-- Data provided follows --

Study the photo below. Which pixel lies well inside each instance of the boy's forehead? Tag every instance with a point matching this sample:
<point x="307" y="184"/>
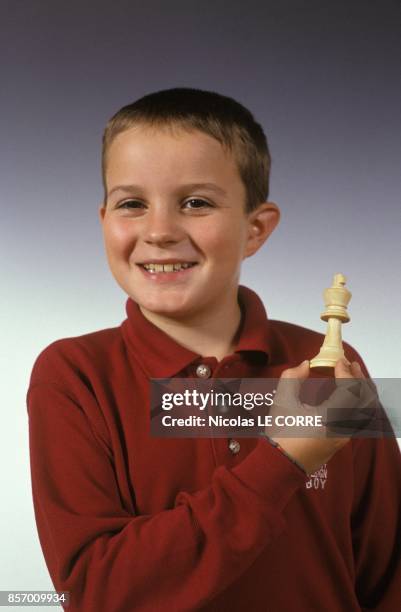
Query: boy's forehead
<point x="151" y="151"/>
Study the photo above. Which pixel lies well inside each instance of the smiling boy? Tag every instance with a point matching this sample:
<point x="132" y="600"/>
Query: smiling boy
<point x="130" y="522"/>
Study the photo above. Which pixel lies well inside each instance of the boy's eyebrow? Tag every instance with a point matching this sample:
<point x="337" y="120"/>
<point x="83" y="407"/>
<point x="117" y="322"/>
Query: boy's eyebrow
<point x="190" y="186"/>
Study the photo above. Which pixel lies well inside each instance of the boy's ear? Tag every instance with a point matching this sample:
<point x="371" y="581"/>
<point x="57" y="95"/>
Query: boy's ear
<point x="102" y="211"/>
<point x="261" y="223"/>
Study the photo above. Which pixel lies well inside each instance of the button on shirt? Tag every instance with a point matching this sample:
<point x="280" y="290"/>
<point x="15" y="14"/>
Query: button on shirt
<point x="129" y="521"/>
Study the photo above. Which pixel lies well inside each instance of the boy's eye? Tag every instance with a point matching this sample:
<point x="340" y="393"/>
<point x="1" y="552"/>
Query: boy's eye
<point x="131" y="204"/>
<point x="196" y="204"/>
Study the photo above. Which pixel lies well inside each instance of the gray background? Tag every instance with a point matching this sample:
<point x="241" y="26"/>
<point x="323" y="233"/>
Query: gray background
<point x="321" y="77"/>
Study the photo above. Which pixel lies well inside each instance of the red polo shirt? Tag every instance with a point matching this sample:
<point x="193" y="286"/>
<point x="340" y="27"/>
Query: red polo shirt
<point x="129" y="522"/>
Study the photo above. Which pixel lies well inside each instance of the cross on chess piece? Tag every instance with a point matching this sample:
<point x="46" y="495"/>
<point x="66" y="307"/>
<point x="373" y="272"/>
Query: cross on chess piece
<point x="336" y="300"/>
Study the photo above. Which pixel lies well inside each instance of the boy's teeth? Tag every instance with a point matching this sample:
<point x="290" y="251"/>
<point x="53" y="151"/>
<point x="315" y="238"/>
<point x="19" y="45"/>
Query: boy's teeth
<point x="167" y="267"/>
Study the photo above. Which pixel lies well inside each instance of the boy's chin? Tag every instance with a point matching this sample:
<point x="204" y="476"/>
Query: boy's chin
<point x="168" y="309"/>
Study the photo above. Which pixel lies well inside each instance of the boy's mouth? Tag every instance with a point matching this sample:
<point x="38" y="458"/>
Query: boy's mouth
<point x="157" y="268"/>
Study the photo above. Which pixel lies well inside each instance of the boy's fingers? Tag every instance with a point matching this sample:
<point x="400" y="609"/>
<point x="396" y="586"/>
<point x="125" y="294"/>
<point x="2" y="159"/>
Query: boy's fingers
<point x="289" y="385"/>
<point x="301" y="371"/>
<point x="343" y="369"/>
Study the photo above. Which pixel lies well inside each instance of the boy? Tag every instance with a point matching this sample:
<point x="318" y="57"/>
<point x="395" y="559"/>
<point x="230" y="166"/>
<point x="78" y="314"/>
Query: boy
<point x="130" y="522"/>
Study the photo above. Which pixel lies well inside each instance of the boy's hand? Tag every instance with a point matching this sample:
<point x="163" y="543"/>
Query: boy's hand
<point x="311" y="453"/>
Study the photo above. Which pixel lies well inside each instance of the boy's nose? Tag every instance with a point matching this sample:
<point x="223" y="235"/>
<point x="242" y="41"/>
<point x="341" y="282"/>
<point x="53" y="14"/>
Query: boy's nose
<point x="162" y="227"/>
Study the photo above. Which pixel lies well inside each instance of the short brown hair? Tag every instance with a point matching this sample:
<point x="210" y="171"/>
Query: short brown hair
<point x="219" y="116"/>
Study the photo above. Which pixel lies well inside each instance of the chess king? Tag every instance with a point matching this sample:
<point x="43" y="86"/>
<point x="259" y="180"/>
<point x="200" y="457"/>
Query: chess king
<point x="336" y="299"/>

-- Data provided concluded --
-- Data provided follows --

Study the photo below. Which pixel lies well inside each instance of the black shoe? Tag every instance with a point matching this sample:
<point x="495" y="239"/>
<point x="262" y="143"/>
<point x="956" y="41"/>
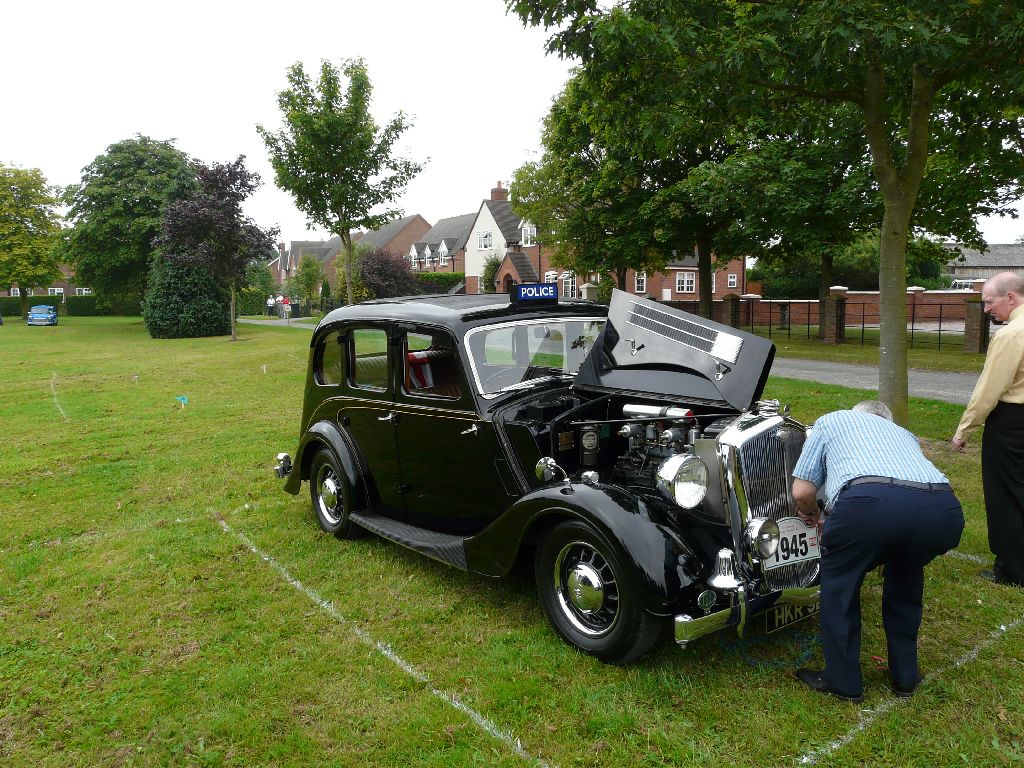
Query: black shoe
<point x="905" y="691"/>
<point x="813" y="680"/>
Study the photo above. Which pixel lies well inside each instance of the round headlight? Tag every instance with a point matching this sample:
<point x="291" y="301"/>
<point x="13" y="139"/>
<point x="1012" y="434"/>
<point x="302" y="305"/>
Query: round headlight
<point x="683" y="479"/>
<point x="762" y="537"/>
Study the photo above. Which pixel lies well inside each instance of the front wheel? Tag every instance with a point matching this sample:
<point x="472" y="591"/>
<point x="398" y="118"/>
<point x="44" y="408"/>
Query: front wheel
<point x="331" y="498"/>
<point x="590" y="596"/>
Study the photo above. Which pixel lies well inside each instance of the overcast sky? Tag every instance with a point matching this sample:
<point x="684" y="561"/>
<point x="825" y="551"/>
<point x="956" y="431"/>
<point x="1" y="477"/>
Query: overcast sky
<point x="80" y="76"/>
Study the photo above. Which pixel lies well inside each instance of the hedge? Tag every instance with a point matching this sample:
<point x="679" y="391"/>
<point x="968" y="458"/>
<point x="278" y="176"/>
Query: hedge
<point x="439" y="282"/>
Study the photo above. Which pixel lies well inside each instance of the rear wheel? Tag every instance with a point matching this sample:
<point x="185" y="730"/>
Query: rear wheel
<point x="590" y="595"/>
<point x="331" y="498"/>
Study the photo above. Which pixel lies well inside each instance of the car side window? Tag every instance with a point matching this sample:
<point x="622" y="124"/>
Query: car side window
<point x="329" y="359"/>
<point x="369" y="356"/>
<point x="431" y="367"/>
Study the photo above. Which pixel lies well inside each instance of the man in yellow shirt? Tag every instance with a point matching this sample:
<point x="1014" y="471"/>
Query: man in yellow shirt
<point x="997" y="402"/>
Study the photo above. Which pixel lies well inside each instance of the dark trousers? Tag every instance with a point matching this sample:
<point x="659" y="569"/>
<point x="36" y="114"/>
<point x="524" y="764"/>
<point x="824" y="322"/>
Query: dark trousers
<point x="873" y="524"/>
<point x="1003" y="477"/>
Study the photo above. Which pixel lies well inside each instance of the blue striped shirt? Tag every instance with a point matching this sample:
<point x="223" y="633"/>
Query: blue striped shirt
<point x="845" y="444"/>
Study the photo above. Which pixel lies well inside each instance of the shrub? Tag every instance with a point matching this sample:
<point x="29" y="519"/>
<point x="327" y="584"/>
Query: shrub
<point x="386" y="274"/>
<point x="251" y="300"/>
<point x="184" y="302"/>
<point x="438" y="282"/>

-- Data provided concluded --

Work instructions: Scan the entries above. Copy each line that has the string "below".

Reply to the task:
Study the photo below. Which pixel lies well inside each instance of the boy's forehead? Tag every instance with a point matching this sample:
Study the photo below. Which pixel lies well inside each instance of the black shoe? Tag every instance with a point matching this sample:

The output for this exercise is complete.